-------- Supplied text

Super rare metal vanished from Harvard laboratory

A group of Harvard scientists have reported that one of the world’s most super-rare metals has mysteriously vanished from their laboratory. 

Last month, scientists at Harvard University successfully created metallic hydrogen – a feat that no-one else had done before.

Morningticker.com reports:

Scientists hailed it as the “holy grail” of high pressure physics when they finally produced it in the lab: metallic hydrogen, a century after it was first theorized to exist.

And now that sample, which had been held in a hyper refrigerated laboratory, has vanished into thin air, and scientists can’t figure out why.

Hydrogen is the most abundant element in the universe, but it exists almost exclusively as a gas.

Theoretically, it could be turned into a metal at extreme pressures, but no one had pulled it off until scientists at Harvard University announced they did it in January, prompting some skeptics and a lot of headlines. But now they say a laboratory accident has caused it to vanish.

Reports indicate that the metallic hydrogen had been kept between a vice of two diamonds at huge pressures while being stored at 80 Kelvin, but something happened in the lab and the diamonds broke.

Now, the metallic hydrogen, which was 10 micrometers in diameter, has disappeared. It’s possible that it’s simply right under their noses, but there’s also a possibility that it has turned back into a gas.

“Nearly a century after it was theorized, Harvard scientists have succeeded in creating the rarest – and potentially one of the most valuable – materials on the planet,” Harvard said in their January statement announcing the discovery.

----------------

Problem to solve:
Answer from the metallic hydrogen article:
1. At what temperature was the sample stored?
2. What was the sample's diameter?
3. In which month did Harvard announce that it had created metallic hydrogen?

-------- Information given

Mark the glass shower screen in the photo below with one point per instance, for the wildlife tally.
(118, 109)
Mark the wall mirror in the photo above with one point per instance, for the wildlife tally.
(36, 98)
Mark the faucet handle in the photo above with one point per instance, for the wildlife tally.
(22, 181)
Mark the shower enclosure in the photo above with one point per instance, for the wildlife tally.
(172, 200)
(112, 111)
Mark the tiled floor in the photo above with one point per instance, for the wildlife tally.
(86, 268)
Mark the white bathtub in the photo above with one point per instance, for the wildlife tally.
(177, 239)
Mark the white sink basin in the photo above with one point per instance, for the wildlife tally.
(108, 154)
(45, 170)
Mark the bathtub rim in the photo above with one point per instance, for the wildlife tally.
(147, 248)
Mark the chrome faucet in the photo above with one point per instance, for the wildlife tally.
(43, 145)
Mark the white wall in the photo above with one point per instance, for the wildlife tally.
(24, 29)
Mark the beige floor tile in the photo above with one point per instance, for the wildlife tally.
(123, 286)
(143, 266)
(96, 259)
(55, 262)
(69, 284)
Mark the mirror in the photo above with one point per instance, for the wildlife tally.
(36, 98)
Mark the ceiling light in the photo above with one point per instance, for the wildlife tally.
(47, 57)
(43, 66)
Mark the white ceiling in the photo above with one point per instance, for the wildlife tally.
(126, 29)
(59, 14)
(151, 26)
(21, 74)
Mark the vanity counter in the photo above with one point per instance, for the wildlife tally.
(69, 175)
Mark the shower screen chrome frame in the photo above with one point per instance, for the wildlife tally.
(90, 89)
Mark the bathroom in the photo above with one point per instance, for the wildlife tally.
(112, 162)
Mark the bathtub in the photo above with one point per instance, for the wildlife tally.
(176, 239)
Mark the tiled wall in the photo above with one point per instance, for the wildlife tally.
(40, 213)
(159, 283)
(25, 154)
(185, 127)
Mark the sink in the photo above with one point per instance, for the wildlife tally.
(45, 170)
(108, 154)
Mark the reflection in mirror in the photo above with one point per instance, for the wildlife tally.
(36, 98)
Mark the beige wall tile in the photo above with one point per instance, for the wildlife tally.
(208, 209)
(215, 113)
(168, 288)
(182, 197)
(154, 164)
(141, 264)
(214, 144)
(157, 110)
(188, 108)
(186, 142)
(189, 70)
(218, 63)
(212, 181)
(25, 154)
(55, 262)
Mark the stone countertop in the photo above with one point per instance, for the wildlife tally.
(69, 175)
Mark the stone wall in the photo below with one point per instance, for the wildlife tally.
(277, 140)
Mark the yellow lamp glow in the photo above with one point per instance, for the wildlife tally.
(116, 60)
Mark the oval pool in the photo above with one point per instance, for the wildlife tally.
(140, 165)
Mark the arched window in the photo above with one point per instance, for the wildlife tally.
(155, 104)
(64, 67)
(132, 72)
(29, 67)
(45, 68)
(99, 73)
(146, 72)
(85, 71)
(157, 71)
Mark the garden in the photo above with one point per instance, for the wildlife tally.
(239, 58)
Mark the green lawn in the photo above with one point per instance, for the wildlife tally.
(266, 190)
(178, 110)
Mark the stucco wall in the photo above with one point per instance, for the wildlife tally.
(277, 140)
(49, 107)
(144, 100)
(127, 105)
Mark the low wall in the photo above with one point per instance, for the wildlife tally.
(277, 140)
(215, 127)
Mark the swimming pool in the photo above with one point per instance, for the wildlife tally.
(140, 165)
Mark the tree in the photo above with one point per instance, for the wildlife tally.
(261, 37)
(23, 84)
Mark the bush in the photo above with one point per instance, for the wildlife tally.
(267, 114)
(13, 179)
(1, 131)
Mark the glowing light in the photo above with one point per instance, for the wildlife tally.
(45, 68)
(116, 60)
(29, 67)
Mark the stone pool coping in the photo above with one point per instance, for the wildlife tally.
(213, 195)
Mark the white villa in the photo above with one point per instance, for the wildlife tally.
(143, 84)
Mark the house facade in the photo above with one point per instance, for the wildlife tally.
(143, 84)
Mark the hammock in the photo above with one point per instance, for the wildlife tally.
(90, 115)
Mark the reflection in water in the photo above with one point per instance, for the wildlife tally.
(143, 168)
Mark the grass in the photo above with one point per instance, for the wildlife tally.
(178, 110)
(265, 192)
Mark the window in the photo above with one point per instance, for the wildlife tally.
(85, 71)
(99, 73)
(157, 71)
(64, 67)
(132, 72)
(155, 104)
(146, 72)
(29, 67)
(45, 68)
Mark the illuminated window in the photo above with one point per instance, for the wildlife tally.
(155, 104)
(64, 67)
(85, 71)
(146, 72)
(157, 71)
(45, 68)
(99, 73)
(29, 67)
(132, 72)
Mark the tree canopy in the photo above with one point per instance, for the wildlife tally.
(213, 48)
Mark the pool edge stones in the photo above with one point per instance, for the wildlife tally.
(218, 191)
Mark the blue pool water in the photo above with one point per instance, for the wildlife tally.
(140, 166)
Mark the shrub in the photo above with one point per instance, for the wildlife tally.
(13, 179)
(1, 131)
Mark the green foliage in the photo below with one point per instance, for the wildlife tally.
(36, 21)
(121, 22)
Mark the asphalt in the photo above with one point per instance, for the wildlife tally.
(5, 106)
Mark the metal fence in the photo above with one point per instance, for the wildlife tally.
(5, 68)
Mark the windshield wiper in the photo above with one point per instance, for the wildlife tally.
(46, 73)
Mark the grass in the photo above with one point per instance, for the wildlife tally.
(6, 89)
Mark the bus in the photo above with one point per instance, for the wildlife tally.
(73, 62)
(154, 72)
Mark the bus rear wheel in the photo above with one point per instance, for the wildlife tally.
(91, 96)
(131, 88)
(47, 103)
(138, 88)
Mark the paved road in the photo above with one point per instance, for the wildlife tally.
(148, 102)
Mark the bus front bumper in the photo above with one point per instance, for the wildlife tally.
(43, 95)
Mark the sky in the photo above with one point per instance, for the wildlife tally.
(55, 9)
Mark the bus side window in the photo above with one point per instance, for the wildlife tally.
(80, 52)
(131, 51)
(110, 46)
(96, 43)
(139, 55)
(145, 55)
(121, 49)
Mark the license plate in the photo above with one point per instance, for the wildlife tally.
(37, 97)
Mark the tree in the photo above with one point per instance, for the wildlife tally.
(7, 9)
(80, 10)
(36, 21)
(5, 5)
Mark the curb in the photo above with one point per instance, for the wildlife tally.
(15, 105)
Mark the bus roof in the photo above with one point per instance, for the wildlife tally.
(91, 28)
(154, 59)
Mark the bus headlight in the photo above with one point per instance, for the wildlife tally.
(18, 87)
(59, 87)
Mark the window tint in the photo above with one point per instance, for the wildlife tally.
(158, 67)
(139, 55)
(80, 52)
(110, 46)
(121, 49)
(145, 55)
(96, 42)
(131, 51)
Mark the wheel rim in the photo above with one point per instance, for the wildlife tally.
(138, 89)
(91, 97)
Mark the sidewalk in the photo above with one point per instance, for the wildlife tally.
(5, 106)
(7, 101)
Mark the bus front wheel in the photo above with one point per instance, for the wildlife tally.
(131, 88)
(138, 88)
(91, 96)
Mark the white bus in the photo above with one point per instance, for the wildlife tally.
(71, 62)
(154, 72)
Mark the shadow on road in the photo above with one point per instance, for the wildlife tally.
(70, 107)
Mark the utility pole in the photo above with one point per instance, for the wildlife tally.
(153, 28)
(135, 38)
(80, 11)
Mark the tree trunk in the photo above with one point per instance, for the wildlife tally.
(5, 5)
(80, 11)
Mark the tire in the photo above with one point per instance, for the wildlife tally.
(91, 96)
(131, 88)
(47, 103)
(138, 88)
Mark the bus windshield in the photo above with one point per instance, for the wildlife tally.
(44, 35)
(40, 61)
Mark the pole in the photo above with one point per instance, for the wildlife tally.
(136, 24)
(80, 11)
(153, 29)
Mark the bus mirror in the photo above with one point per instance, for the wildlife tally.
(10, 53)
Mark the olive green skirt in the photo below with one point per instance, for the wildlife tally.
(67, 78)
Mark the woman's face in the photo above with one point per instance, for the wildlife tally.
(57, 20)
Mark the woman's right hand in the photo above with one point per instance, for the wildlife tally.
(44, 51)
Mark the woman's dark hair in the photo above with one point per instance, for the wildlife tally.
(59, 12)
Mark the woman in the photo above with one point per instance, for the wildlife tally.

----------------

Full answer:
1. 80 Kelvin
2. 10 micrometers
3. January